Text:
######
Der Betrachter erkennt im unteren Teil des Mittelfeldes die Nachbildung des Abendmahls, darüber die Kreuzigung Christi sowie Himmelfahrt und Jüngstes Gericht. Die Vielzahl an Ornamenten und biblischen Figuren sind durch vier gewundene Säulen unterbrochen. Geschaffen hat den Hauptaltar der Otterndorfer Bildschnitzer Jürgen Heydtmann.

Bis 1665 hat hier vermutlich der Flügelaltar gestanden, der später an der Nordseite des Chores (außerhalb der Schranke) aufgestellt wurde und dort noch heute bewundert werden kann. Um 1430 geschnitzt, ist der "Lüderskooper Altar" (er stammt aus Lüderskoop) der älteste gotische Flügelaltar des Hadelner Landes.

Der Flügelaltar, über dessen Entstehung wenig bekannt ist, zeigt eine achtteilige Bildfolge: Mariä Verlobung, die Empfängnis, den Besuch der Maria bei Elisabeth, die Geburt Christi, die Darstellung im Tempel, die Heiligen drei Könige, die Flucht nach Ägypten, den zwölfjährigen Jesus im Tempel.

Unter den Kunstgegenständen im Chorraum fällt darüber hinaus besonders der bronzene Taufkessel aus dem 14. Jahrhundert mit dem barocken Deckelaufsatz ins Auge. Die Pietà aus Eichenholz wurde Mitte des 15. Jahrhunderts gefertigt. Meisterlich herausgearbeitet der ergreifende Ausdruck des Leidens im Gesicht der Maria. Die Holzsäule (14. Jahrhundert) auf der das Vesperbild jetzt ruht, stellte möglicherweise früher einmal den Schaft eines Sakramentshauses dar.

Beachtenswert ferner am Eingang zum Chorraum ist das Renaissance-Lesepult (1776) mit dem Johannes-Adler als oberem Abschluss. Darunter platzierte man Grabplatten aus dem 18. Jahrhundert. Einen Blick wert ist sicherlich auch das Triumph-kreuz aus dem 16. Jahrhundert, das oberhalb der Eingangstür zum eigentlichen Altarraum angebracht ist.

Mit Rokokoschnitzwerk verziert und reich bemalt bilden die beiden ausladenden Emporen an der Nordseite der Kirche eine besondere Attraktion. Hier hatten reiche Bauernfamilien früher einmal ihre "Stuhlrechte". Die drei Epithaphien an den Seitenwänden erinnern an bedeutende Persönlichkeiten, die der Kirche und Gemeinde nahe gestanden haben.

Ein zentraler Punkt des "Bauerndoms" ist die prachtvolle Kanzel, an der Schnittstelle von Chor und Schiff errichtet. Es war der Otterndorfer Michael Rinkmaker, der sie 1607 schnitzte und mit figurenreichen Reliefs schmückte. Darüber hinaus verwirklichte er die ungewöhnliche Idee, die Kanzel von einer Mosefigur tragen zu lassen. Oben auf dem Schalldeckel brachte der einfallsreiche Bildhauer die zwölf Apostel an und als Krone die Figur des Heilands.
######
Vorliegende Datensätze:
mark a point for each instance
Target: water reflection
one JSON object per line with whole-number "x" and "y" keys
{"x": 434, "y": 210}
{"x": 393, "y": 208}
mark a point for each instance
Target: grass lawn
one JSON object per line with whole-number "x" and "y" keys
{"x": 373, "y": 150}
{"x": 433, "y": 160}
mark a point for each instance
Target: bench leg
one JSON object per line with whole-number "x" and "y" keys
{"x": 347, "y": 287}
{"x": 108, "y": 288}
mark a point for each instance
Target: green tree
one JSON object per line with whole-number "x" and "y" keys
######
Aufgabe 1:
Gib aus dem Text über die Kirchenausstattung die Stelle wörtlich wieder, beginnend mit „Der Betrachter erkennt“ und weiter bis einschließlich „des Hadelner Landes.“.
Aufgabe 2:
Fasse den Text über die Kirchenausstattung in drei Sätzen zusammen.
Aufgabe 3:
Führe den Text über die Kirchenausstattung im Anschluss an seinen letzten Satz fort.

Antwort 1:
Der Betrachter erkennt im unteren Teil des Mittelfeldes die Nachbildung des Abendmahls, darüber die Kreuzigung Christi sowie Himmelfahrt und Jüngstes Gericht. Die Vielzahl an Ornamenten und biblischen Figuren sind durch vier gewundene Säulen unterbrochen. Geschaffen hat den Hauptaltar der Otterndorfer Bildschnitzer Jürgen Heydtmann.

Bis 1665 hat hier vermutlich der Flügelaltar gestanden, der später an der Nordseite des Chores (außerhalb der Schranke) aufgestellt wurde und dort noch heute bewundert werden kann. Um 1430 geschnitzt, ist der "Lüderskooper Altar" (er stammt aus Lüderskoop) der älteste gotische Flügelaltar des Hadelner Landes.

Antwort 2:
Die Kirche besitzt einen vom Otterndorfer Bildschnitzer Jürgen Heydtmann geschaffenen Hauptaltar mit Abendmahl, Kreuzigung, Himmelfahrt und Jüngstem Gericht sowie den um 1430 geschnitzten Lüderskooper Altar, den ältesten gotischen Flügelaltar des Hadelner Landes. Im Chorraum fallen außerdem ein bronzener Taufkessel aus dem 14. Jahrhundert und eine Pietà aus Eichenholz aus der Mitte des 15. Jahrhunderts auf. Weiter sind das Lesepult mit dem Johannes-Adler, das Triumphkreuz, die bemalten Emporen mit Rokokoschnitzwerk, drei Epitaphien und die 1607 von Michael Rinkmaker geschnitzte Kanzel sehenswert, die von einer Mosefigur getragen wird.

Antwort 3:
Das kostbarste Inventar der St. Jacobi-Kirche ist aber sicherlich die Wilde-Schnitger-Orgel, die heute als Musterbeispiel der Orgelbaukunst im Frühbarock bezeichnet wird. Seit 42 Jahren betreut sie Organist Walter Bornemann aus Lüdingworth. Der ehemalige Sonderschullehrer ist nicht nur mit dem 400 Jahre alten Instrument, sondern auch mit dessen Geschichte bestens vertraut.

"Zu Beginn einer 200-jährigen Periode, in der Lüdingworther Bauernfamilien ihre aus dem 12. Jahrhundert stammende Kirche um den heutigen Chor vergrößerten und sie mit Opferbereitschaft und Kunstsinn zu einem der niederelbischen Bauerndome ausgestalteten, baute Antonius Wilde 1598/99 eine 20-registrige Orgel für diese Kirche", sagt er. "Wilde war Schüler Hans Scherers d. Ä. Er hatte sich in Otterndorf, dem Hauptort des alten Hadelner Landes, nahe Lüdingworth als Orgelmeister niedergelassen."

Die zehn Kirchspiele hatten sich schon 1526 eine eigene reformatorische Gottesdienstordnung gegeben - einschließlich solistischer liturgischer Partien für die Orgel. Hierfür aber reichte das Meisterwerk Wildes nicht mehr aus, und man beauftragte den in Stade wirkenden Arp Schnitger, die Vergrößerung des Instruments zu übernehmen.

1682 kam denn auch ein Vertrag zustande. Schnitger machte sich an die Arbeit, konnte diese aber nicht zu Ende führen, da er die große Nikolaiorgel in Hamburg bauen musste. Das Werk vollendete dann Schnitgers thüringischer Geselle Andreas Weber. Es entstanden ein Rückpositiv, ein erweitertes Pedalwerk und durch die Neuaufstellung der Orgel ein Prospekt. In den folgenden 300 Jahren galt dem Instrument die Fürsorge mehrerer erfahrener Orgelbauer.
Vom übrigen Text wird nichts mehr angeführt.